*DOCUMENT EXTRACT*

[Start of Attachment]

Since in our view the case as submitted wrought undue prejudice to the defense on the merits, we have not considered the issue whether the combination of the two defenses for simultaneous consideration was also objectionable as failing to provide a sound and fair context for consideration of the insanity defense.

The trial judge was correct in investigating the issue of insanity and in saying that the court would take the burden of raising this defense off the shoulders of defense trial counsel. Whalem v. United States, 120 U.S.App.D.C. 331, 337, 346 F.2d 812, 818 (1965). But in taking on that obligation in the circumstances of this case the trial judge assumed the corollary burden of assuring that the issue would be presented and considered in a way that would not prejudice the defendant's substantial defense on the merits.

A sound approach might well be to hear at least the essentials of the testimony of the witness in the first instance outside the presence of the jury, in order to assess the problem. In the case at bar, at least one remedy available to the judge was the procedure of a bifurcated trial, which has been approved by this court and has been applied in trials in the District Court. Under this procedure evidence of insanity could have been reserved until the jury had first decided the issue of guilt or innocence apart from the defense of insanity and returned either a verdict of not guilty, which would stand as a general verdict, or a verdict of guilty beyond a reasonable doubt, which would constitute a special verdict pending consideration of the insanity issue. Neither this nor any other protective procedures was invoked by the judge.

Higgins v. United States, 130 U.S.App. D.C. 331, 401 F.2d 396 (1968); Holmes v. United States, 124 U.S.App.D.C. 152, 363 F.2d 281 (1966).

[End of Attachment]

*WORK TO BE COMPLETED*
Please write out the court opinion excerpt between "A sound approach" and "by the judge.", inclusive, replacing "bifurcated trial" with "split trial".

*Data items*

[Start of Attachment]

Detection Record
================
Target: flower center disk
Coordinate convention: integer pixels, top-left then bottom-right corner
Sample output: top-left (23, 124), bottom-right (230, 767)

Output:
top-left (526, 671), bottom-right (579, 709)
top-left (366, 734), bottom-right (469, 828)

[End of Attachment]

*FINAL ANSWER*
A sound approach might well be to hear at least the essentials of the testimony of the witness in the first instance outside the presence of the jury, in order to assess the problem. In the case at bar, at least one remedy available to the judge was the procedure of a split trial, which has been approved by this court and has been applied in trials in the District Court. Under this procedure evidence of insanity could have been reserved until the jury had first decided the issue of guilt or innocence apart from the defense of insanity and returned either a verdict of not guilty, which would stand as a general verdict, or a verdict of guilty beyond a reasonable doubt, which would constitute a special verdict pending consideration of the insanity issue. Neither this nor any other protective procedures was invoked by the judge.